_PROBLEMS TO WORK ON_.
1. In the essay on faith, what worldview does the writer say they hold?
2. For each statement, say whether it agrees with the essay on faith, and quote the words that decide it: (a) The writer was brought up in a religious faith. (b) The writer believes in souls. (c) The writer will discuss faith first and leave hell for later.
3. Return the part of the essay on faith that starts at the words "Brother, if you" and ends after "tender and vulnerable.".

_DOCUMENT SEGMENT_.
I kinda want to talk about faith as part of my Difficult Concepts series (first there was innocence, now faith, and I am assuming the last will be nostalgia). A very interesting podcast got me on the subject and I feel like I want to explore my relationship with the concept.
But I am also halfway through a very excellent documentary about the subject of hell and the whole heaven and hell thing has always fascinated me, so I kind of want to talk about that, too.
Well, I will start off with faith, and see where that goes. Hell can wait.
I have absolutely no connection to the concept of faith, or at the very least, Faith. I was raised without religion of any sort and so I have never been called upon to have or demonstrate faith.
Also, I have a keen and insightful mind and was taught at an early age that I can find the answers myself. And for the most part, I can. My worldview is that of scientific materialism and I find that quite sufficient to answer any question about the world around me and the people in it.
So not was I never introduced to the concept of faith, I have found it entirely unnecessary. I do not have unanswered questions that only faith and religion can answer. Science and my own understanding of human nature suffice.
And from that perspective, religious faith seems like a strange idea indeed. I stand completely outside religion and so the whole thing seems kind of ridiculous to me. I know why people have faith, develop faith, need faith, and so on. I am not going to sit here and claim the whole thing is incomprehensible to me, like I am daring someone to try to explain it.
But to me, the whole kit and kaboodle of faith is equally strange and foreign. Religious conflict seems utterly futile if you see it, as I do, as children arguing about who has the biggest imaginary friend. Or for that matter, fans arguing over whether Han shot first.
Either way, you are talking about made up stories with no real world consequences. Seems to me that everyone could just leave everyone else to believe whatever they like and agree to disagree. Then we could all get along and the world would be a happier and nicer place.
And isn’t that what we all want?
But no, because of the nature of the human mind and its instinct to combine its worldview with the worldview of other human minds, we feel like it is not enough simply to disagree with someone, we must wipe the filthy heresy from their lying minds.
Brother, if you feel your faith is threatened by the mere existence of contradictory thoughts, you have some very deep problems and your faith must be extremely fragile to be so very tender and vulnerable.
So I would have to say that when it comes to religious faith, I feel like I am completely outside it. I have beliefs which I consider spiritual because they have to do with the sort of high ideals for moral and psychological growth and the sort of beliefs about what contributes to well-being and what does not that is normally ascribed to the realm of spirituality.
But I don’t believe in spirits, souls, or any other form of viewing the mind as separate and distinct from the body. I just find that words like spirit, soul, heart, etc are useful metaphors for aspects of the human psyche.
Something exists, and is therefore material (in the loosest sense) and subject to all the laws of the universe, or it does not exist, and therefore is not worth talking about. There is no middle option. The rules of the universe cannot be broken. There is nothing to which some of the rules apply but not the others. Therefore, there is no “supernatural”.
However, this does not mean I dismiss the field of supernatural phenomenon entirely. For one thing, that would be making a rather enormous assumption about one’s knowledge of the universe and I am too strict a logician to allow that.

_MATERIAL SUPPLIED_.
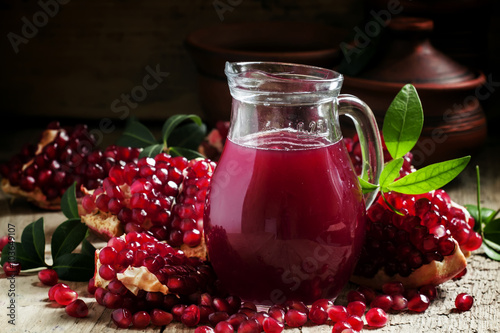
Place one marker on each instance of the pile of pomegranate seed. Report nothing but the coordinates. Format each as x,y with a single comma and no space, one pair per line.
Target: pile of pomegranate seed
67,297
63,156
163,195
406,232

_SOLUTIONS BELOW_.
1. Scientific materialism.

2.
(a) No: "I was raised without religion of any sort"
(b) No: "But I don’t believe in spirits, souls, or any other form of viewing the mind as separate and distinct from the body."
(c) Yes: "Well, I will start off with faith, and see where that goes. Hell can wait."

3.
Brother, if you feel your faith is threatened by the mere existence of contradictory thoughts, you have some very deep problems and your faith must be extremely fragile to be so very tender and vulnerable.